[TASK STATEMENT] Scan the data below. Pull out each line where "print" occurs.

[RECORDS FOR THIS EXERCISE]
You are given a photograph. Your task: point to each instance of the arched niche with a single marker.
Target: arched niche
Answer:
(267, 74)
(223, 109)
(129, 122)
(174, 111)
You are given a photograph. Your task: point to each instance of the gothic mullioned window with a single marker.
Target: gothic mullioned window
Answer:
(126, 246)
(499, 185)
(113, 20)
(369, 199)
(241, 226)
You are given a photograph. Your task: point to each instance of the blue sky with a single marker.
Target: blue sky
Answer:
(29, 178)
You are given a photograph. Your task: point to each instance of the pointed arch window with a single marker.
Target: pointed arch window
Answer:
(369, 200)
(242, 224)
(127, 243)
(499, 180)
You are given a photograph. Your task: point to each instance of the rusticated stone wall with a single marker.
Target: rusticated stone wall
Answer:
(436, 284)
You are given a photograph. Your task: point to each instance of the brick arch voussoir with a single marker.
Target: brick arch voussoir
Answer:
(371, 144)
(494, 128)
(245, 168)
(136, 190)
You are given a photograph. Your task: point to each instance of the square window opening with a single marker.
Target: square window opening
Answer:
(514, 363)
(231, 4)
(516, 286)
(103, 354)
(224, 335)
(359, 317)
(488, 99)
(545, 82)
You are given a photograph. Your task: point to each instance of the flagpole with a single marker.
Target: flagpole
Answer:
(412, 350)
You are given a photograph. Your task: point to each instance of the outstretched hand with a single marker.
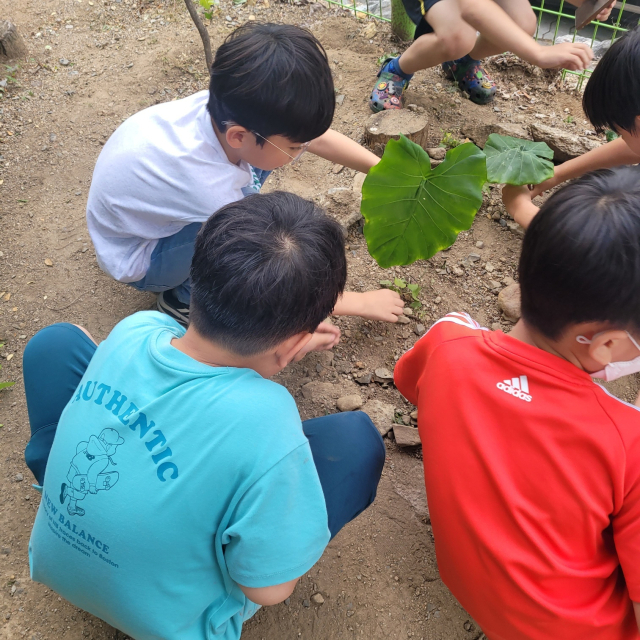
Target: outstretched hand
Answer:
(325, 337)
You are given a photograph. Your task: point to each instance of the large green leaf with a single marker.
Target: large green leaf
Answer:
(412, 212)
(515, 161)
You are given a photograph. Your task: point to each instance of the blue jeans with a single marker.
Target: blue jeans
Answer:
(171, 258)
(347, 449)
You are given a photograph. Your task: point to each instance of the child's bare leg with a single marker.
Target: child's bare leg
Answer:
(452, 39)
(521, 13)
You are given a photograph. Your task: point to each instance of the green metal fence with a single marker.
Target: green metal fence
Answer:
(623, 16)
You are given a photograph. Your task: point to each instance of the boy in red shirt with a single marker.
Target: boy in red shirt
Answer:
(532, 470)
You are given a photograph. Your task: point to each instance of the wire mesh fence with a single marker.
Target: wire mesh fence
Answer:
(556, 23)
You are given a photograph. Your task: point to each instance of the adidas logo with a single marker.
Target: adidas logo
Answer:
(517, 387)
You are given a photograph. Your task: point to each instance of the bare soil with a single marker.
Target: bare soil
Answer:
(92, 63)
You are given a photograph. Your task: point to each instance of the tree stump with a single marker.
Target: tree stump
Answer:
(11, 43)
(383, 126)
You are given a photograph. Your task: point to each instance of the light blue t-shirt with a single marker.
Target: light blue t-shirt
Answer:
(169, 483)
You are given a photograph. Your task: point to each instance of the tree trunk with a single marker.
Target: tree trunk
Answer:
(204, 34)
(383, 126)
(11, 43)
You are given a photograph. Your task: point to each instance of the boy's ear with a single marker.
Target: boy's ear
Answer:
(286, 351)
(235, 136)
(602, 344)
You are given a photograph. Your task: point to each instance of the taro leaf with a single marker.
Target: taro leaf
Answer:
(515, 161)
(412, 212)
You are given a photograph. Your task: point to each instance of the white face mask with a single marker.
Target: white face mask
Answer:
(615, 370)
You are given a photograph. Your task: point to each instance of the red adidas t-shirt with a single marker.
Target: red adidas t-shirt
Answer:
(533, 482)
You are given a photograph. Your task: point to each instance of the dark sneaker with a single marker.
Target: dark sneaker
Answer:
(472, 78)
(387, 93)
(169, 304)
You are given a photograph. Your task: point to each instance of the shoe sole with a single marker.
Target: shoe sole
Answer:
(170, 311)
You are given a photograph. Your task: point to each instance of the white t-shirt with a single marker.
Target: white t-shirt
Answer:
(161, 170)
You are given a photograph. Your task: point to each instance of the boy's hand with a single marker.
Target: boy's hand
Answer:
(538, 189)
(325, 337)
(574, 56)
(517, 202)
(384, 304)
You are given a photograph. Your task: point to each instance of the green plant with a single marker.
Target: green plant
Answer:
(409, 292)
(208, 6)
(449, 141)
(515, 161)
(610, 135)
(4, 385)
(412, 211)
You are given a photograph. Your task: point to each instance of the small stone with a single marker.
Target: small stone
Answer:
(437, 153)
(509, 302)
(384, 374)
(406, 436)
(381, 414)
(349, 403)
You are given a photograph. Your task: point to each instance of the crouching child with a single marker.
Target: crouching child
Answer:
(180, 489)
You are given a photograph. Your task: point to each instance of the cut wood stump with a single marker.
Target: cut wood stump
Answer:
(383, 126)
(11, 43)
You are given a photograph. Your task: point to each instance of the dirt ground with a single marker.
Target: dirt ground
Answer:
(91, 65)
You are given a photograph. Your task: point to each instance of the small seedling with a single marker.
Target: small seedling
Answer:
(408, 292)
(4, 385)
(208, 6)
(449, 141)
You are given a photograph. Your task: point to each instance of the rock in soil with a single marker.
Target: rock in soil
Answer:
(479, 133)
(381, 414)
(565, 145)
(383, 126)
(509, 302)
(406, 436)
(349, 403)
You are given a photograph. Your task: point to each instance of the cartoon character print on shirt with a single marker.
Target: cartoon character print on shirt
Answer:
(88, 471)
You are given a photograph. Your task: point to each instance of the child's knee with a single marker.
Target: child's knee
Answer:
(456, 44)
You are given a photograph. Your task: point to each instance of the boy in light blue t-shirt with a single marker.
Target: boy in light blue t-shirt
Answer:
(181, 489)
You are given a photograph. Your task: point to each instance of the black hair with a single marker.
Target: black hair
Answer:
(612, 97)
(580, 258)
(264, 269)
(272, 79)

[EXERCISE SOLUTION]
You are given a photograph. Your task: point to each instance of the cartoon character print on shirt with a single marker.
Target: cartoon character print on shirt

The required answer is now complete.